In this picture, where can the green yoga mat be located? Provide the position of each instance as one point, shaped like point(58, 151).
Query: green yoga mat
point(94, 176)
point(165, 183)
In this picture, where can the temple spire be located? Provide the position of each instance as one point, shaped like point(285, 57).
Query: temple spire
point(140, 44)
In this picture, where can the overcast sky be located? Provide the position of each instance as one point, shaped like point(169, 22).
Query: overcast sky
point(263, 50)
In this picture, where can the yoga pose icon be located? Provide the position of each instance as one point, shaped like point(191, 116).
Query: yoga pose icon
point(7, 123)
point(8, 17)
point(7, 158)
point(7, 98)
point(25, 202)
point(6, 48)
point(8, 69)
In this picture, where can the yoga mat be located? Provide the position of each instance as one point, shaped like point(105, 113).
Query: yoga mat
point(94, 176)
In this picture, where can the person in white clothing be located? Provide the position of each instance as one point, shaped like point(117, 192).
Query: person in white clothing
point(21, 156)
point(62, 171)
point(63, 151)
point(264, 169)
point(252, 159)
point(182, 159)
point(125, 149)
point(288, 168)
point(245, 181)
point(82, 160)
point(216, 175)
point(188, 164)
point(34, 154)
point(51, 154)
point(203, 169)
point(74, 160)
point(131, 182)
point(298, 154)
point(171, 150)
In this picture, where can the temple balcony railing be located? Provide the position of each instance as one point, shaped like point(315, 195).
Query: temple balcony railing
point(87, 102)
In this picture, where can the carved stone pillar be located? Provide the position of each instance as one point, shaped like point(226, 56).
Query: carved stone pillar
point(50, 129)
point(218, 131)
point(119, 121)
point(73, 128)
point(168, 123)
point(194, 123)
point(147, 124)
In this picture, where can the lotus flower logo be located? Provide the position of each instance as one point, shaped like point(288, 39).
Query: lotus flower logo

========================================================================

- _Task statement_: Please reproduce every item above word for word, line by line.

- _Answer to this task_:
In this picture, where can the green yoga mat be located? Provide the position of each instance as one point, shaped like point(58, 151).
Query: green yoga mat
point(94, 176)
point(165, 183)
In this picture, where can the temple spire be located? Provide the position of each instance as one point, shaped like point(285, 57).
Query: temple spire
point(140, 44)
In this picture, where can the overcast sky be located? Provide the position of each instance as one point, shaped like point(169, 22).
Query: overcast sky
point(263, 50)
In this picture, where can the yoga pose icon be located? Provide the position of each instance as one point, shaped like point(191, 116).
Query: yoga pose icon
point(7, 123)
point(8, 17)
point(7, 158)
point(7, 98)
point(25, 202)
point(6, 48)
point(8, 69)
In this picture, where can the yoga mat be located? Provide the position of each instance as one point, shaped like point(105, 113).
Query: yoga mat
point(94, 176)
In this picture, where can the person in white clothing be located? Provide the position of each instance as one point, shaped like point(117, 192).
Query: person in white clothing
point(21, 156)
point(62, 171)
point(63, 151)
point(264, 169)
point(252, 159)
point(182, 159)
point(125, 149)
point(288, 168)
point(245, 181)
point(82, 160)
point(216, 175)
point(188, 164)
point(34, 154)
point(51, 154)
point(203, 169)
point(74, 160)
point(131, 182)
point(298, 154)
point(171, 150)
In this picture, where can the temple balcony railing be located? Provide the position of each instance as one point, shaped like point(315, 195).
Query: temple balcony railing
point(87, 102)
In this picture, where can the carved stone pillar be located? Provide the position of each instance as one point, shaped like point(226, 56).
Query: carved stone pillar
point(50, 129)
point(218, 131)
point(119, 121)
point(73, 128)
point(168, 123)
point(194, 123)
point(147, 124)
In this picture, where can the lotus flower logo be located? Provide the position of each instance as one point, shaped like point(288, 39).
Query: lotus flower logo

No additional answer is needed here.